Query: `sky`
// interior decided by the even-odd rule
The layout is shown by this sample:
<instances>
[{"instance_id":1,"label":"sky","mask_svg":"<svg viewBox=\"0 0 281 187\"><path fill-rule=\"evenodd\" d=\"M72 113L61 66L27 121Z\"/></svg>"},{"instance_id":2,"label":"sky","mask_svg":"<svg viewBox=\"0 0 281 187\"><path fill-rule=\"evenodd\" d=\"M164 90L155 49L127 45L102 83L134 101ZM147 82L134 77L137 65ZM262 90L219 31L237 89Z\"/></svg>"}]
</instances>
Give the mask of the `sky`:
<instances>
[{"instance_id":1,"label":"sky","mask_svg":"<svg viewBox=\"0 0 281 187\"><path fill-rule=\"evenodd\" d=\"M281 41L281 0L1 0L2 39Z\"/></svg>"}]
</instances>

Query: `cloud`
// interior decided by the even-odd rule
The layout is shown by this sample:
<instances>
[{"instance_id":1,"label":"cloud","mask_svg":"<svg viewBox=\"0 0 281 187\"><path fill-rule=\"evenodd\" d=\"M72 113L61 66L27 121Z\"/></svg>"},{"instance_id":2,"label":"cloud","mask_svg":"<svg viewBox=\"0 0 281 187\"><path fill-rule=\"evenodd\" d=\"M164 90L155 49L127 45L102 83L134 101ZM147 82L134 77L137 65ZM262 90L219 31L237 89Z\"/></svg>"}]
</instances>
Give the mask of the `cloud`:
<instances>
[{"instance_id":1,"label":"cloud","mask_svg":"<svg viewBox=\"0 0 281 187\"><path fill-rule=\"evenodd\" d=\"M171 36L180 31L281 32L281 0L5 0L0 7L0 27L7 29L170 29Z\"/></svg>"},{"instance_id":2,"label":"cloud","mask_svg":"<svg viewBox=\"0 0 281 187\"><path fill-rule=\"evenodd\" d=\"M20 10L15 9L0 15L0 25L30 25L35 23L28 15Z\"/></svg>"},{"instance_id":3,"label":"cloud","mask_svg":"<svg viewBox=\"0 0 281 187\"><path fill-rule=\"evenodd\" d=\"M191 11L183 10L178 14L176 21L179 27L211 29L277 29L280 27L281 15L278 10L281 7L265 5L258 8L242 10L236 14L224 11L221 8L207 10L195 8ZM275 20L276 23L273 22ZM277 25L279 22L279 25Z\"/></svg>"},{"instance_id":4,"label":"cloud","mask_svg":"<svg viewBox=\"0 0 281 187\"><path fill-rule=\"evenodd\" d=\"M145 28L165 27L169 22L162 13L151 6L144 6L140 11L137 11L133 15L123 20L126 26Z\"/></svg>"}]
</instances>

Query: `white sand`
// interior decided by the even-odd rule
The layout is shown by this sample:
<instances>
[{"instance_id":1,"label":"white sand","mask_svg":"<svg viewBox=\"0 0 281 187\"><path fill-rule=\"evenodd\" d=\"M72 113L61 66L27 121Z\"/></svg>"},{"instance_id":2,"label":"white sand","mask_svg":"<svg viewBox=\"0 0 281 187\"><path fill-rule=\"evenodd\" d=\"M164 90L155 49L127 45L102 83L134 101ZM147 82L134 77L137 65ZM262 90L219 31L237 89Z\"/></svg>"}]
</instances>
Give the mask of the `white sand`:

▶ WHAT THE TASK REQUIRES: Print again each line of the listing above, exactly as it appears.

▶ RESULT OF THE EXERCISE:
Query: `sky`
// interior decided by the even-odd rule
The layout is shown by this sample:
<instances>
[{"instance_id":1,"label":"sky","mask_svg":"<svg viewBox=\"0 0 281 187\"><path fill-rule=\"evenodd\" d=\"M72 113L61 66L27 121Z\"/></svg>"},{"instance_id":2,"label":"sky","mask_svg":"<svg viewBox=\"0 0 281 187\"><path fill-rule=\"evenodd\" d=\"M164 90L155 49L127 45L102 83L134 101ZM147 82L134 77L137 65ZM262 90L219 31L237 89Z\"/></svg>"}]
</instances>
Give the mask of the `sky`:
<instances>
[{"instance_id":1,"label":"sky","mask_svg":"<svg viewBox=\"0 0 281 187\"><path fill-rule=\"evenodd\" d=\"M281 41L281 0L1 0L2 39Z\"/></svg>"}]
</instances>

Query: `cloud`
// interior decided by the even-odd rule
The layout is shown by this sample:
<instances>
[{"instance_id":1,"label":"cloud","mask_svg":"<svg viewBox=\"0 0 281 187\"><path fill-rule=\"evenodd\" d=\"M72 113L61 66L27 121Z\"/></svg>"},{"instance_id":2,"label":"cloud","mask_svg":"<svg viewBox=\"0 0 281 187\"><path fill-rule=\"evenodd\" d=\"M164 90L155 49L127 45L102 83L134 101ZM147 82L134 77L137 65ZM262 90L219 31L237 89Z\"/></svg>"}]
</instances>
Give the mask of the `cloud`:
<instances>
[{"instance_id":1,"label":"cloud","mask_svg":"<svg viewBox=\"0 0 281 187\"><path fill-rule=\"evenodd\" d=\"M171 36L180 31L281 32L281 0L5 0L0 7L0 27L7 29L170 29Z\"/></svg>"},{"instance_id":2,"label":"cloud","mask_svg":"<svg viewBox=\"0 0 281 187\"><path fill-rule=\"evenodd\" d=\"M20 10L15 9L0 15L0 25L30 25L35 23L28 15Z\"/></svg>"},{"instance_id":3,"label":"cloud","mask_svg":"<svg viewBox=\"0 0 281 187\"><path fill-rule=\"evenodd\" d=\"M191 11L183 10L178 14L176 21L179 27L211 29L277 29L280 27L281 15L278 10L281 7L265 5L258 8L242 10L236 14L224 11L221 8L207 10L195 8ZM275 20L276 23L273 22ZM277 25L279 22L279 25Z\"/></svg>"},{"instance_id":4,"label":"cloud","mask_svg":"<svg viewBox=\"0 0 281 187\"><path fill-rule=\"evenodd\" d=\"M145 28L165 27L169 22L162 13L151 6L144 6L140 11L137 11L133 15L123 20L126 26Z\"/></svg>"}]
</instances>

Query: `white sand`
// interior decided by the even-odd rule
The layout is shown by this sample:
<instances>
[{"instance_id":1,"label":"white sand","mask_svg":"<svg viewBox=\"0 0 281 187\"><path fill-rule=\"evenodd\" d=\"M72 113L61 66L27 121Z\"/></svg>"},{"instance_id":2,"label":"white sand","mask_svg":"<svg viewBox=\"0 0 281 187\"><path fill-rule=\"evenodd\" d=\"M164 90L155 49L127 45L102 83L134 101ZM147 82L134 77L137 65ZM262 90L219 31L237 89Z\"/></svg>"}]
</instances>
Give the mask of the `white sand`:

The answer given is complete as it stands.